**Trecho de origem:**
Esta prática de início de projetos ambiciosos, apresentados com argumentos da promoção do desenvolvimento das populações locais e do país, em situações que raras vezes são de legalidade institucional, aproveitando-se de momentos de crise ou de convulsão política, nos quais as instituições da República estão enfraquecidas ou carecem de legitimidade, têm vindo a proliferar na Guiné-Bissau provocando danos sucessivos irreparáveis e gestão danosa de recursos e bens de interesse comum, que são patrimônio nacional e por isso, pertencem a todos os guineenses e constituem um capital precioso para o desenvolvimento das gerações presentes e futuras.
2. Violação das leis
A construção da central já foi iniciada e o desbravamento das matas para colocação dos postes está prestes a começar, sem que, mais uma vez, tenham sido feitos previamente os estudos de impacto ambiental e socioeconômicos exigidos por Lei.
Constata-se a violação, de novo, de um bom número de importantes leis em vigor na Guiné-Bissau ao nível nacional (Lei-quadro das Áreas Protegidas, Lei de Avaliação Ambiental, Lei de Base do Ambiente, Lei da Terra) e setorial (Decreto-lei de criação do Parque de Cufada).
Constata-se o desrespeito, igualmente, de importantes convenções e compromissos internacionais assumidos pela Guiné-Bissau, com destaque para a Convenção de Ramsar (relativa às zonas úmidas) e a Convenção de Bona (relativa às espécies migradoras).
3. Falta de planejamento e de transparência
Urge pôr fim a este negócio da madeira, que tem vindo a desenvolver-se na Guiné-Bissau nos últimos anos, assumindo várias formas, em particular de projetos de contornos obscuros, corrompendo desde altos dirigentes civis e militares, até empresários e simples elementos da população, que, em situação de crise, delapidam as nossas florestas para enriquecer rápida e ilegitimamente, à custa de recursos de alto valor a nível nacional e internacional, conservados para serem bem geridos em prol do desenvolvimento durável do país e dos guineenses.

**Exercício 1:**
No trecho de origem, reescreva tudo desde "Esta prática de" até "presentes e futuras.", substituindo "patrimônio nacional" por "bem público".
**Exercício 2:**
De acordo com o trecho de origem, que convenções internacionais assumidas pela Guiné-Bissau são destacadas como desrespeitadas?
Os registros constituem um material à parte, independente do trecho de origem.

**Dados fornecidos:**
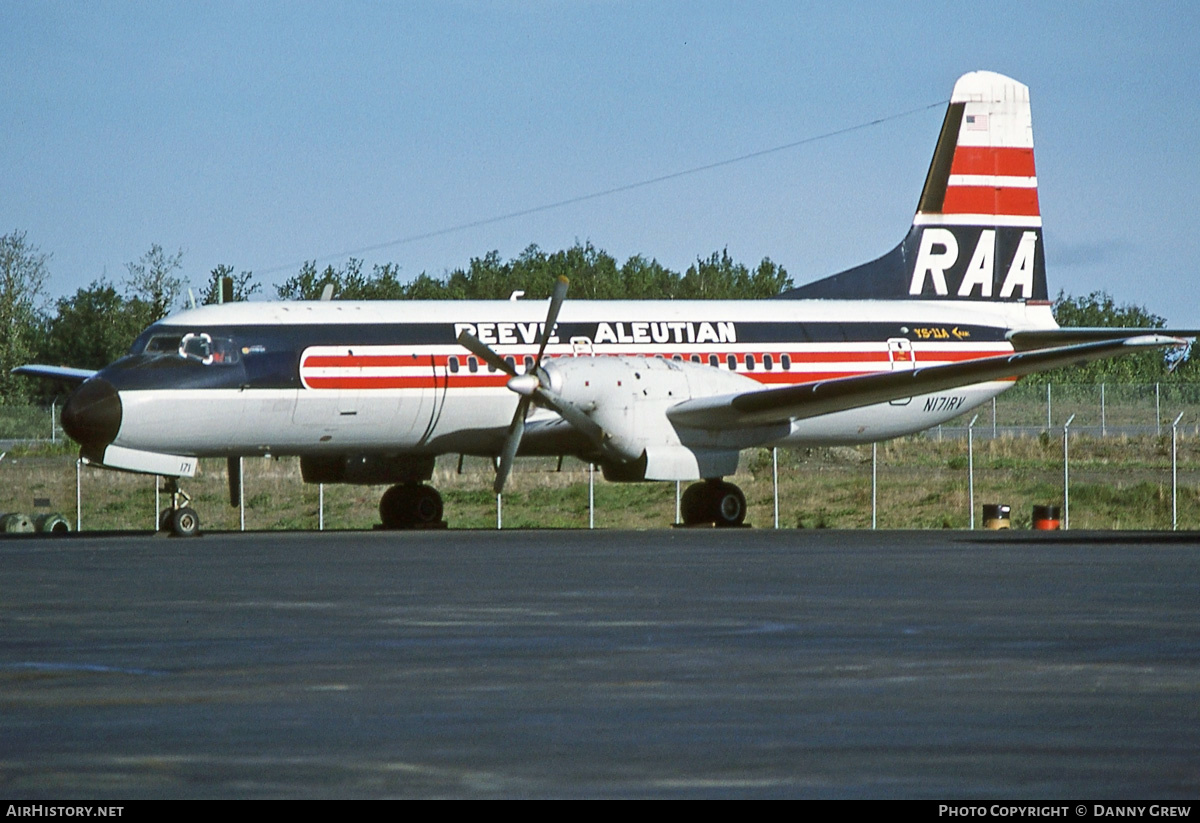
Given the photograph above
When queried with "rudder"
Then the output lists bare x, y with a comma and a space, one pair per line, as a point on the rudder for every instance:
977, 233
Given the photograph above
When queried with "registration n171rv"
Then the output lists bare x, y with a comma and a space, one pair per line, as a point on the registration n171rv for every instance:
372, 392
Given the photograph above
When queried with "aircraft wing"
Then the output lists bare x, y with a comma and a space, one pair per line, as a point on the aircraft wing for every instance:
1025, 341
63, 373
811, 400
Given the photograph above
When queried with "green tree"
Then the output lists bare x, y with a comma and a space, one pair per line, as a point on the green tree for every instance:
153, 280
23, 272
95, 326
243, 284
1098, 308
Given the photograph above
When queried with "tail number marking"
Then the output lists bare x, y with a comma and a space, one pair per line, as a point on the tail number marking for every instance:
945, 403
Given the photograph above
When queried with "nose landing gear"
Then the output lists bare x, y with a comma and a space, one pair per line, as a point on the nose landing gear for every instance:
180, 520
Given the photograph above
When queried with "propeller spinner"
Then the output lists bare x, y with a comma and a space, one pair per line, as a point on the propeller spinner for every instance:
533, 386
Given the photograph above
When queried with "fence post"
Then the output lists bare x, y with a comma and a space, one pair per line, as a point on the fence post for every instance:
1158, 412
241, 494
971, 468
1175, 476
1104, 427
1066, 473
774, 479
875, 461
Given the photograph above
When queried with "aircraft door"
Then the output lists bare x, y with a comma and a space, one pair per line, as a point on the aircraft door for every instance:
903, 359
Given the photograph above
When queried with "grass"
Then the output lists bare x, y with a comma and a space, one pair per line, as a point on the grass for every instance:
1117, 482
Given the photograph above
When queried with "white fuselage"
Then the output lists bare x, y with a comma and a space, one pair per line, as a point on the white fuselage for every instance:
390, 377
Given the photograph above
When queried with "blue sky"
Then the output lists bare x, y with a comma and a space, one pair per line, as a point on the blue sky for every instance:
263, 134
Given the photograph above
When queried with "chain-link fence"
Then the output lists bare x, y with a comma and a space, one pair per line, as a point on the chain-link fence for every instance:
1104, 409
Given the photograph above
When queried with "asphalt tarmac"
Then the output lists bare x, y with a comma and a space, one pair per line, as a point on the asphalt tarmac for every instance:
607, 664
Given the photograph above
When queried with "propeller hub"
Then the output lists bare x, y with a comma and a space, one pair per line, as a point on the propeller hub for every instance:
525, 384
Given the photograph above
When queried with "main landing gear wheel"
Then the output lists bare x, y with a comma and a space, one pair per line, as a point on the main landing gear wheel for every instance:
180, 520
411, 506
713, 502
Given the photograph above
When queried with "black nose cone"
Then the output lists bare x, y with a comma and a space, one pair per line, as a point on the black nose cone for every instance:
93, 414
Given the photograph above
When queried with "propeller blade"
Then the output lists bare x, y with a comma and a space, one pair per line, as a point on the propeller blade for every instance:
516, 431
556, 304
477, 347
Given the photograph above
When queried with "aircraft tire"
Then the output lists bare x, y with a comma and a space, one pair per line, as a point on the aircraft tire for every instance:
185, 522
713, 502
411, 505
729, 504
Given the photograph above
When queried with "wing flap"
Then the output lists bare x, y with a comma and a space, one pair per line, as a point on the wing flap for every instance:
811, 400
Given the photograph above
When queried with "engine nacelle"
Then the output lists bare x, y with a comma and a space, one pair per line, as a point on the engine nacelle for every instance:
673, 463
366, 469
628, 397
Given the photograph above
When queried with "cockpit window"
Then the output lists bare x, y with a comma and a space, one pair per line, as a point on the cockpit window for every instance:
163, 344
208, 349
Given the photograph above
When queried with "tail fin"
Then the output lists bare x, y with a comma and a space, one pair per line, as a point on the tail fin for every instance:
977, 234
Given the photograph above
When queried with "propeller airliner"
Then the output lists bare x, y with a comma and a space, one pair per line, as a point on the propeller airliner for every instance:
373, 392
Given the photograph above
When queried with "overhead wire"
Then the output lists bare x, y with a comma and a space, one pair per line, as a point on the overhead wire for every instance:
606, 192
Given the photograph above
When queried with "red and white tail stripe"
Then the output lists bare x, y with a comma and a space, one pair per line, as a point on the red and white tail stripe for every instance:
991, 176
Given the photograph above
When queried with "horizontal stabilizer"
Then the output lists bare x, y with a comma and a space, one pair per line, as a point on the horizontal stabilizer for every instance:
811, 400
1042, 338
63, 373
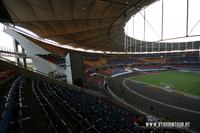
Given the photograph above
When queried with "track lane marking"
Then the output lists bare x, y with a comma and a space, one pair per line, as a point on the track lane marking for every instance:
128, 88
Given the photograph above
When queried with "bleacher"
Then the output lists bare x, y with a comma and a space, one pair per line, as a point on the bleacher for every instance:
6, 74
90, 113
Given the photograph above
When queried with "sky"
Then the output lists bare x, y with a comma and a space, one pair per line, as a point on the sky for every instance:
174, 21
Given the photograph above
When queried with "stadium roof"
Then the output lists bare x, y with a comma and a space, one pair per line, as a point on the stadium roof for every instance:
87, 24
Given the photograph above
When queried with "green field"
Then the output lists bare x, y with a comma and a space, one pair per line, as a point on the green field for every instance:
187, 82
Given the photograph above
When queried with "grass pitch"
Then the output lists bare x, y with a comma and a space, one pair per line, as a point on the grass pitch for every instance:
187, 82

**Resposta comentada 1:**
Esta prática de início de projetos ambiciosos, apresentados com argumentos da promoção do desenvolvimento das populações locais e do país, em situações que raras vezes são de legalidade institucional, aproveitando-se de momentos de crise ou de convulsão política, nos quais as instituições da República estão enfraquecidas ou carecem de legitimidade, têm vindo a proliferar na Guiné-Bissau provocando danos sucessivos irreparáveis e gestão danosa de recursos e bens de interesse comum, que são bem público e por isso, pertencem a todos os guineenses e constituem um capital precioso para o desenvolvimento das gerações presentes e futuras.

**Resposta comentada 2:**
A Convenção de Ramsar, relativa às zonas úmidas, e a Convenção de Bona, relativa às espécies migradoras.